Entries for pointing and labeling:
----------

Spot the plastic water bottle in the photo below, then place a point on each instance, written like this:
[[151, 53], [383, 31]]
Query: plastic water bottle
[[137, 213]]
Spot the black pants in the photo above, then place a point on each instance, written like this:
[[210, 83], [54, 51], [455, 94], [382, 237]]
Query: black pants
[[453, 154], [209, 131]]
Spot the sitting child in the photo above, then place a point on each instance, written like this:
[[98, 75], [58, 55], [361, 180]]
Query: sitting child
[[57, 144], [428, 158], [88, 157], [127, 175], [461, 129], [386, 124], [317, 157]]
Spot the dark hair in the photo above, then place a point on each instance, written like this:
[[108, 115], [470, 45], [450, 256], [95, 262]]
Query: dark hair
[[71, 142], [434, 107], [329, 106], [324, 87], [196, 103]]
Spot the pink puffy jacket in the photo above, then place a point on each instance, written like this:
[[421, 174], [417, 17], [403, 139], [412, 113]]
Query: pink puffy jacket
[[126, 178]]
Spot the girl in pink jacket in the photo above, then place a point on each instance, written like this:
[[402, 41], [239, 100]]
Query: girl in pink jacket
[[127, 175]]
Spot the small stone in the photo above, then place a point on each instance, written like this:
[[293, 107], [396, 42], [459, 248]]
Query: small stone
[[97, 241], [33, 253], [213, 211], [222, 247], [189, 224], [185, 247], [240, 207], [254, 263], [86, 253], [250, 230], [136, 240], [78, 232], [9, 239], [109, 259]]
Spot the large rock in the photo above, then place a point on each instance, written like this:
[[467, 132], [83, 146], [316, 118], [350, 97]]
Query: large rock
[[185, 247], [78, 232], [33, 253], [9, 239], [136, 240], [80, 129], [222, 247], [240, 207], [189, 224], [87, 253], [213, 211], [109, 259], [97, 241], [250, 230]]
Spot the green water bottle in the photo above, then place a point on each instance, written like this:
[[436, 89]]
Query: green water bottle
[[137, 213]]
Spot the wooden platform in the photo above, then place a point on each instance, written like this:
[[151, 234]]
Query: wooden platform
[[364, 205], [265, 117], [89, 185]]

----------

What you have to do → Please copy the entries word for word, beginning at the first line and stopping after the line that contains "[[126, 178]]".

Answer →
Spot the plastic water bottle in the photo below, then place a point on each instance, written like this:
[[151, 53], [383, 31]]
Query: plastic water bottle
[[137, 213]]
Spot the black pants in the photo above, then place a point on each instance, written like this:
[[210, 83], [54, 51], [455, 94], [382, 237]]
Query: black pants
[[453, 154], [209, 131]]
Spot the sitting child in the photo above, then place a point on each instance, written like this:
[[98, 75], [58, 55], [361, 180]]
Query: sitting child
[[57, 144], [428, 158], [88, 157], [127, 175], [461, 129], [386, 124], [317, 157]]
Spot the dark hair in the photo above, then place a point on each instance, written like this:
[[108, 115], [470, 45], [450, 256], [95, 262]]
Query: dark hair
[[71, 142], [434, 107], [329, 106], [324, 87], [196, 103]]
Spot the pink puffy jacket in the photo above, then place a point on each instance, written like this:
[[421, 174], [417, 17], [403, 139], [412, 113]]
Query: pink puffy jacket
[[126, 178]]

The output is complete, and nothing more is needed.